MATERIAL TO PROCESS:
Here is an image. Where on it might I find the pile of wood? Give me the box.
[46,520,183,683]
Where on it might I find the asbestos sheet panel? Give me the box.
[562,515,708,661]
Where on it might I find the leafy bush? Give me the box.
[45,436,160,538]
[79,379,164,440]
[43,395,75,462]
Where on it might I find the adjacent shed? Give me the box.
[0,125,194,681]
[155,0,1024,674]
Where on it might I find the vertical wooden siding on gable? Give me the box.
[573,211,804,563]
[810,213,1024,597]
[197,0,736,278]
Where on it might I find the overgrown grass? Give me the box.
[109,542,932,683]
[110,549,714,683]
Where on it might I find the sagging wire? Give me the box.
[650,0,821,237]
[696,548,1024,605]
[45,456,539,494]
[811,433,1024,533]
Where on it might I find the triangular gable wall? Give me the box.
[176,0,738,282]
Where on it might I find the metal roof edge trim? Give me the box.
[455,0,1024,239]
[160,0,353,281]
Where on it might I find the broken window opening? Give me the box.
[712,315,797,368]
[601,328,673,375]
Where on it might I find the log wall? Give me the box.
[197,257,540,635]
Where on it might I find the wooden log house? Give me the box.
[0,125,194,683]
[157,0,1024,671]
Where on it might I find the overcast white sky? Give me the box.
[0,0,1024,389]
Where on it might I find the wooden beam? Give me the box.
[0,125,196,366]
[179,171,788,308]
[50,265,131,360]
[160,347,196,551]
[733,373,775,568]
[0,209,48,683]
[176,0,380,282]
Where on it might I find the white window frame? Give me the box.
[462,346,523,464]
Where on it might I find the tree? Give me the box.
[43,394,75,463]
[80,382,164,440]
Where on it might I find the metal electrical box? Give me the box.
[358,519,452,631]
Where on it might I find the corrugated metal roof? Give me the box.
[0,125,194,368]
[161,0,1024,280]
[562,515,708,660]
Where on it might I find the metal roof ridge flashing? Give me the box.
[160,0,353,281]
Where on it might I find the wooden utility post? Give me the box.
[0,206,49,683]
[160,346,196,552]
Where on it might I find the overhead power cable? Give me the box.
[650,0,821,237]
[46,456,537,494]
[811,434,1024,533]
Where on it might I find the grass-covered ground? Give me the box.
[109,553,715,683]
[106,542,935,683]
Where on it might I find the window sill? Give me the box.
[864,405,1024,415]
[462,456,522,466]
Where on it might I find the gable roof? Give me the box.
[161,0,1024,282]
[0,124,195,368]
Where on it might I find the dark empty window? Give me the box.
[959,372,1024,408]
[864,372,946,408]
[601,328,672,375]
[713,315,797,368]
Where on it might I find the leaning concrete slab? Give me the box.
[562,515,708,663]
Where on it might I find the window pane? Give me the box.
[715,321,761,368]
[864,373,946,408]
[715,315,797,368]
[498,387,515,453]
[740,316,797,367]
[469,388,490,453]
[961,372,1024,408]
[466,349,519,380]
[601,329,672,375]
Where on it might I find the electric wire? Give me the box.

DO THIS: Resize the records from the line with "Where on it might I find the broken" to the line with "[562,515,708,663]", both included, by writing out every one of those lines again and multiplying each bounding-box coordinate in the answers by 2.1, rounding to the nearest whole number with halves rounded up. Leave all other text unchanged, and return only those lines.

RESULT OF THIS EXERCISE:
Where on it might I find the broken window opening? Give me the box.
[1495,662,1674,773]
[1262,689,1413,788]
Where on it might I find the log wall? Give me the box.
[414,540,1134,1334]
Where on it might I find the wooden log house? Give me the box.
[0,263,407,1434]
[330,0,2150,1409]
Where on it might I find the overcast white sky? Give me the box.
[0,0,2150,817]
Where on it might I find the wooden beam? Give me the box.
[0,263,412,769]
[376,359,1655,647]
[105,557,275,756]
[336,729,412,1157]
[1539,783,1628,1193]
[0,439,101,1434]
[370,0,798,592]
Where on it might I find the white window frame? Give me the box.
[970,727,1098,974]
Where on it might I find the tree? Give me the box.
[90,827,158,972]
[168,802,344,924]
Where on it might I find the metal electrical box? Give me the box.
[752,1090,949,1325]
Where on it might I find the corrugated metal roof? Give me the box.
[0,263,407,773]
[338,0,2150,588]
[1180,1082,1487,1386]
Where on it might I find the metal roof ridge flashing? Give me the box.
[336,0,741,590]
Where on it might I find the wooden utility post? Give me the box.
[0,433,103,1434]
[336,727,412,1159]
Where on it might I find the overhead power cable? Give me the box.
[1365,0,1724,498]
[97,958,1128,1037]
[1703,911,2150,1119]
Where on it might I find the grass-covered ground? Give me the box.
[229,1161,1502,1434]
[223,1138,1964,1434]
Where on it might I find the window sill? Give me the box.
[1814,851,2150,872]
[970,958,1096,979]
Where on it might I find the gable roof? Give me the box.
[338,0,2150,592]
[0,260,410,773]
Where on it might I find the dark empty window? Give me the box.
[2014,781,2150,857]
[1814,781,1987,857]
[1262,689,1411,788]
[1497,662,1674,773]
Where on it might I find the leaning concrete slab? Give me the box.
[1180,1082,1487,1392]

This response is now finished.